**WHAT THE TASK ASKS:**
Gather each line of the data below that contains the word "jeans" and copy those lines in their original order.

━━━━━━━━━━━━━━━━━━━━━━━━━━━━━━

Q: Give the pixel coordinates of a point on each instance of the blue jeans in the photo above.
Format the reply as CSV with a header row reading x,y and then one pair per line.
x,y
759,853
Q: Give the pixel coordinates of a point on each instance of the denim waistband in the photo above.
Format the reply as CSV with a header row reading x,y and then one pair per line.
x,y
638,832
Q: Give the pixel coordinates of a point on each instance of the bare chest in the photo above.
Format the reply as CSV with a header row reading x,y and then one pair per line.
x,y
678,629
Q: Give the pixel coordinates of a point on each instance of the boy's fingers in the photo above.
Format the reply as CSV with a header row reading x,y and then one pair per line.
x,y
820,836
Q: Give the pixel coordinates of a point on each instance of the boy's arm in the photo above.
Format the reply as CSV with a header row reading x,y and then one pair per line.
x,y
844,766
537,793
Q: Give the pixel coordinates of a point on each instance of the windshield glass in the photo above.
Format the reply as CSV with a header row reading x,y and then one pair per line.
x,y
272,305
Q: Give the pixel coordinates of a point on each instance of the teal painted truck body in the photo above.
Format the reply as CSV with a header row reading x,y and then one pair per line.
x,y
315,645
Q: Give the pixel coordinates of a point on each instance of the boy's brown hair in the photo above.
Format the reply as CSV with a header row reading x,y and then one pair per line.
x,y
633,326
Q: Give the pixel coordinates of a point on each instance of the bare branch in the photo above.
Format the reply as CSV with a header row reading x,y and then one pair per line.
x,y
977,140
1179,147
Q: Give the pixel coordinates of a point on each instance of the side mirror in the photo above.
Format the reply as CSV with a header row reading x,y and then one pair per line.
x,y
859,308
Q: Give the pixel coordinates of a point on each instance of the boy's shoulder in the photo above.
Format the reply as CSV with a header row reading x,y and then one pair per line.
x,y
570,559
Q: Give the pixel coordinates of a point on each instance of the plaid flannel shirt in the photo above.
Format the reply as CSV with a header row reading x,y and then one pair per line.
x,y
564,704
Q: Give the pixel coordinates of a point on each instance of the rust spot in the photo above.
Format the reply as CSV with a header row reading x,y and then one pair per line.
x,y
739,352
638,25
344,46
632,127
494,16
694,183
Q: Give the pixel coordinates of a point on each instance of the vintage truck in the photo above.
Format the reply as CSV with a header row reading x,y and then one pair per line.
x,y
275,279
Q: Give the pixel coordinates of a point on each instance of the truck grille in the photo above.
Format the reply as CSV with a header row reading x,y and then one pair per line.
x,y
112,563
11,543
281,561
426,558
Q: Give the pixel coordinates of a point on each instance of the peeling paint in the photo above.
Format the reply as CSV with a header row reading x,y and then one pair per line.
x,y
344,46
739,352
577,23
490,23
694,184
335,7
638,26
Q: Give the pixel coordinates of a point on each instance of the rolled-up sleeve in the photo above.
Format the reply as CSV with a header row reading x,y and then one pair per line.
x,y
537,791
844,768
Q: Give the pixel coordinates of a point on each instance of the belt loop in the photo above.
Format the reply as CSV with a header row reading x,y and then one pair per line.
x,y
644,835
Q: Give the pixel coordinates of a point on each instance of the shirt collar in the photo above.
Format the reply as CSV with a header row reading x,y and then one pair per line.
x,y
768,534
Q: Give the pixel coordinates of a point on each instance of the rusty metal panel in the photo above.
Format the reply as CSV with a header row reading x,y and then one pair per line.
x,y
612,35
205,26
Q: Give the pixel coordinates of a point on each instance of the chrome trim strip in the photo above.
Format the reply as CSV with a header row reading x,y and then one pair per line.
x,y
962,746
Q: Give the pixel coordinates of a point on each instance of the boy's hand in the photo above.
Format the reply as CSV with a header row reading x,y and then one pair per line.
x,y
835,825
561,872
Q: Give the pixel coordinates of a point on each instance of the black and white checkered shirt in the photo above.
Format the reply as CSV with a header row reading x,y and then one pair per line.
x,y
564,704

━━━━━━━━━━━━━━━━━━━━━━━━━━━━━━

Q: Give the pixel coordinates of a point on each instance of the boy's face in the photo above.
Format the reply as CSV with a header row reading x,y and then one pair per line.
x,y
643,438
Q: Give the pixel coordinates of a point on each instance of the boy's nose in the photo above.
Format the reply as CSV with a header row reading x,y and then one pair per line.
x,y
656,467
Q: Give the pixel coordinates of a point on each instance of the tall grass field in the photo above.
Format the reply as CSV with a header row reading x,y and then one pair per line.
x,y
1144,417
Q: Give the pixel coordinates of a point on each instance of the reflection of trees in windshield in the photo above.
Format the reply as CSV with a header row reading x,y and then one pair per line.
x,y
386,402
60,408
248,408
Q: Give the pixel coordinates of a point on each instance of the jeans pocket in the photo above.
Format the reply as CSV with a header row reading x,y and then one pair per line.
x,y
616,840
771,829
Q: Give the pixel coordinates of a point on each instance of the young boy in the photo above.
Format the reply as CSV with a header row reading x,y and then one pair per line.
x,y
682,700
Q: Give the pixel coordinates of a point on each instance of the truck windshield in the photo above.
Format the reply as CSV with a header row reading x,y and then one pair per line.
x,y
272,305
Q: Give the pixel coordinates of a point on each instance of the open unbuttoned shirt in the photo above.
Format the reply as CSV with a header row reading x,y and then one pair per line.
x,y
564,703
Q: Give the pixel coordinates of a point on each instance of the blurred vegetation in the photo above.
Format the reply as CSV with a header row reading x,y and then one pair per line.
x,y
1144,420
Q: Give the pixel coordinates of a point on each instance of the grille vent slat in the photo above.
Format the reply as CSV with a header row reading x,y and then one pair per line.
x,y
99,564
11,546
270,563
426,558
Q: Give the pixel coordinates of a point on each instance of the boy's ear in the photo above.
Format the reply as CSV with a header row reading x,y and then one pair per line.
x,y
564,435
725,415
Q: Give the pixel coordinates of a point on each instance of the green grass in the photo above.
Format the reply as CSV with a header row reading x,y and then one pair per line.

━━━━━━━━━━━━━━━━━━━━━━━━━━━━━━

**OUTPUT FOR THIS EXERCISE:**
Q: Give the pixel coordinates of a point on each instance of the blue jeans in the photo above.
Q: Give the pixel coordinates of a point on each instance of the jeans pocket in the photo above.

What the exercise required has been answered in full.